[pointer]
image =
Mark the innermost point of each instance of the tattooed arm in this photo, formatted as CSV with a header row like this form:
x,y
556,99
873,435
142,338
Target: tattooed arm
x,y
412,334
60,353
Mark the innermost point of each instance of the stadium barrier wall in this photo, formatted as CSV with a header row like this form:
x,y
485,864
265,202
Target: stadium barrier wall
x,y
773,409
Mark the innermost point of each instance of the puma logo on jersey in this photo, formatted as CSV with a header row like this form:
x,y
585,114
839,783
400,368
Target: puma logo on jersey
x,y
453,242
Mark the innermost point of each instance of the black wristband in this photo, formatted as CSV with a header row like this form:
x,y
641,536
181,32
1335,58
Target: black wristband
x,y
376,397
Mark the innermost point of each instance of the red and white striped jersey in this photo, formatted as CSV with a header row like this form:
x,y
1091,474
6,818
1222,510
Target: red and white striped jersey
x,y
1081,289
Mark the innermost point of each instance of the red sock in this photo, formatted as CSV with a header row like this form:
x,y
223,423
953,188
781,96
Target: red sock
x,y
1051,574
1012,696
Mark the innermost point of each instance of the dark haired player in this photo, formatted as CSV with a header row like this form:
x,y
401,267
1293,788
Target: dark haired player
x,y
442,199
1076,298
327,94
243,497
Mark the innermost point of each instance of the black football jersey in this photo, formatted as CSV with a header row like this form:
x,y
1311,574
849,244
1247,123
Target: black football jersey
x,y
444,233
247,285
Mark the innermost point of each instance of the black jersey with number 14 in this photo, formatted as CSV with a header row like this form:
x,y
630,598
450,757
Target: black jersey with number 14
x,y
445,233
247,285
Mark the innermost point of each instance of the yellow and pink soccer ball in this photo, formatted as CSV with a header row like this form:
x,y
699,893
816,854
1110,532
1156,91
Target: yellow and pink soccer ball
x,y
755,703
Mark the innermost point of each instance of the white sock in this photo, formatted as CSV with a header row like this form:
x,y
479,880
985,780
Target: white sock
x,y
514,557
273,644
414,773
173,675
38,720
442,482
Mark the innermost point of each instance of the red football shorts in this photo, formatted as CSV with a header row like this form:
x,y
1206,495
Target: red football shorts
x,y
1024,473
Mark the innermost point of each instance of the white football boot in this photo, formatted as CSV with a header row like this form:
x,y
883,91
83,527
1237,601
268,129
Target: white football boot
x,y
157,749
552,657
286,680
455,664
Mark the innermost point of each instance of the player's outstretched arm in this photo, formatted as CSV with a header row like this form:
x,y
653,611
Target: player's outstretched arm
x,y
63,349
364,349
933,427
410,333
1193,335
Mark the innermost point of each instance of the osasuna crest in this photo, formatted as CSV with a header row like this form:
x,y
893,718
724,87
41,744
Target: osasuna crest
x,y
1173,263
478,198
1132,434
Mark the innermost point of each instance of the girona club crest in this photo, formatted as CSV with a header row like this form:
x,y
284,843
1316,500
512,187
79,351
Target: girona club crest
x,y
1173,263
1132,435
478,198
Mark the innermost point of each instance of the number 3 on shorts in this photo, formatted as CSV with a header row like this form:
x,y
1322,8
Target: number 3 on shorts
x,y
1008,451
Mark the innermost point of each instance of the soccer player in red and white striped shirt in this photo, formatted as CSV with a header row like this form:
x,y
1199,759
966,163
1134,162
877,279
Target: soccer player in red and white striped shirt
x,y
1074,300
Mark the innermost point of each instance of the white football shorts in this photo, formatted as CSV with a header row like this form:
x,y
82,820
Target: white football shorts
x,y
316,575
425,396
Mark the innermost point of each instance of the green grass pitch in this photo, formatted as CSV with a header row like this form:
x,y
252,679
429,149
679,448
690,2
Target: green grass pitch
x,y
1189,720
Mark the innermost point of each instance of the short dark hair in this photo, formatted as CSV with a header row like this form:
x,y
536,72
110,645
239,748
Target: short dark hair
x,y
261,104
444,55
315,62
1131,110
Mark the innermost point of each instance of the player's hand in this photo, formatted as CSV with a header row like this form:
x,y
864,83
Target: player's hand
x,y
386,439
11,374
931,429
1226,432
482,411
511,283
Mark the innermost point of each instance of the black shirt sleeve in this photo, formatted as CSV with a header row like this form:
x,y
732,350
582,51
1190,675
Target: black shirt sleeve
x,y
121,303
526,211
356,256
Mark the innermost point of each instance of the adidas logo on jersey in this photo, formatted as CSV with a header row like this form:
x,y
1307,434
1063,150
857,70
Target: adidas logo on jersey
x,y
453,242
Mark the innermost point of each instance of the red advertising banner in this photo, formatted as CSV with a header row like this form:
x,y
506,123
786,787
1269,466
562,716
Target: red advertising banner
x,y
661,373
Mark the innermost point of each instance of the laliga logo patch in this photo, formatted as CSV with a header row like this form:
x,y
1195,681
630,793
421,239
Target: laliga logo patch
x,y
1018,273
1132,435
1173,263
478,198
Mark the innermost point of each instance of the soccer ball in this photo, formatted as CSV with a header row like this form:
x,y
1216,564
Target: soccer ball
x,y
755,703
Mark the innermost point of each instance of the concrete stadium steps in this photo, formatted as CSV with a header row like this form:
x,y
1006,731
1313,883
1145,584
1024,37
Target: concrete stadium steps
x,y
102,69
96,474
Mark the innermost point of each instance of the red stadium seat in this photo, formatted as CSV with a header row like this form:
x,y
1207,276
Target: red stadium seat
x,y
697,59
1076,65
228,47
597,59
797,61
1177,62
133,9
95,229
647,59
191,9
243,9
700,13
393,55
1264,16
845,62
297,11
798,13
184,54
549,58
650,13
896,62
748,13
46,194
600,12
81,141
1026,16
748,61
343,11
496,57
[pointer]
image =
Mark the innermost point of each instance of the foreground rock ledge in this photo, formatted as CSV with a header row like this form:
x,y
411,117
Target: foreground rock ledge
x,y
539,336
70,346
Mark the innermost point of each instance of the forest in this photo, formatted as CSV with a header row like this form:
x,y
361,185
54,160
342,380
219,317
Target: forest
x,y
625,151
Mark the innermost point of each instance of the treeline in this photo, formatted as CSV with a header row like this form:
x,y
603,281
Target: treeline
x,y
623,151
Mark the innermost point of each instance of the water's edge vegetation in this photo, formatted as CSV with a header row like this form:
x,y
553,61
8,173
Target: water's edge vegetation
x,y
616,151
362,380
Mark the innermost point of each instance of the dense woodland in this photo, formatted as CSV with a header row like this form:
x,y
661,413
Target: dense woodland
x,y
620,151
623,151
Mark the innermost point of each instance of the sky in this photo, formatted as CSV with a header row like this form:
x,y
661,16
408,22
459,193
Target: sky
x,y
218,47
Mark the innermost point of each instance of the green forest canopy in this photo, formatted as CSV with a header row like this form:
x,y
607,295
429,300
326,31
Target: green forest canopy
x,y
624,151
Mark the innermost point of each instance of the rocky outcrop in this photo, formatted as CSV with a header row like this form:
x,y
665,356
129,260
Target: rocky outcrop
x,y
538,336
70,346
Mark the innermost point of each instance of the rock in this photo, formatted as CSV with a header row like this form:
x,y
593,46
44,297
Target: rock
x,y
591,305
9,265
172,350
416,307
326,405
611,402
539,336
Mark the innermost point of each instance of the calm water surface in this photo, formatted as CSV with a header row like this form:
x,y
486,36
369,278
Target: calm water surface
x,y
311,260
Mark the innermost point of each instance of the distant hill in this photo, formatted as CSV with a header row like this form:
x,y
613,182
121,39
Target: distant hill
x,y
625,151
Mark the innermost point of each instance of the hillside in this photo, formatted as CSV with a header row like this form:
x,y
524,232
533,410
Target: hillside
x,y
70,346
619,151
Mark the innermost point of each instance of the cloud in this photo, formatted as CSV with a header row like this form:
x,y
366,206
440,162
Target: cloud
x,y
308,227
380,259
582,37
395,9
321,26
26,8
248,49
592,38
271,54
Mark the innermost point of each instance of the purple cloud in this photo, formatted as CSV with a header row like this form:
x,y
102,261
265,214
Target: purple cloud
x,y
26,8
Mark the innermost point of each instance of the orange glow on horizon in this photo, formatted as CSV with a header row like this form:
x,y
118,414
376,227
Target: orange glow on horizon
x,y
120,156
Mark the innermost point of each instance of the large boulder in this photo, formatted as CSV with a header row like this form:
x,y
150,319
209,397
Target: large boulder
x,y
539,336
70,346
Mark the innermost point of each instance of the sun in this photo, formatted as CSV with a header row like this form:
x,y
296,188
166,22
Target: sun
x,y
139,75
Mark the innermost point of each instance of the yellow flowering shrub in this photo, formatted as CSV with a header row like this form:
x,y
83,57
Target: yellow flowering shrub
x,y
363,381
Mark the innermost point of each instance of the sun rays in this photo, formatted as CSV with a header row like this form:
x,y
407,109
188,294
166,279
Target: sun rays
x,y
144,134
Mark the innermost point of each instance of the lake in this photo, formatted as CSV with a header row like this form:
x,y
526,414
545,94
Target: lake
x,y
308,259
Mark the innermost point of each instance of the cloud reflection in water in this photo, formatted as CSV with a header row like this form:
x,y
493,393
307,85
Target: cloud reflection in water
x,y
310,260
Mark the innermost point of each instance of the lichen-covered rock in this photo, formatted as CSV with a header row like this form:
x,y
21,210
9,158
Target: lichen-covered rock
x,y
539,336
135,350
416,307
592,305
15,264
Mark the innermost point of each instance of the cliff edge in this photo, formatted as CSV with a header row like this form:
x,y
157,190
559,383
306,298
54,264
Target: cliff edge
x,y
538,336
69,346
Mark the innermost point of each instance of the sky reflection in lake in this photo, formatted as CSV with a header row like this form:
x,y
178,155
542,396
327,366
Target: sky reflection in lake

Requirement:
Quote only the lines from the line containing "the cloud reflection" through the end of the entries, keeping the first and the last.

Result:
Mark the innermost point of each instance of the cloud reflection in water in this photo, formatted as CSV with a header row like this form:
x,y
493,393
307,85
Target: cloud reflection in water
x,y
310,260
Mark the innermost point of each instance of the lichen-covered rock in this photo, formatted as CSV with a header row like this form:
x,y
21,210
9,158
Target: lichen-covered rock
x,y
539,336
135,350
416,307
592,305
15,264
Mark the innermost point of each instance of the cliff edge in this photo, formatted as CSV with a header row like this form:
x,y
157,190
559,383
306,298
54,264
Target: cliff edge
x,y
538,336
69,346
Mark the innermost point of each instance of the sky reflection in lake in this photo, formatted as CSV with a header row like this form:
x,y
178,155
542,396
327,366
Target: sky reflection in lake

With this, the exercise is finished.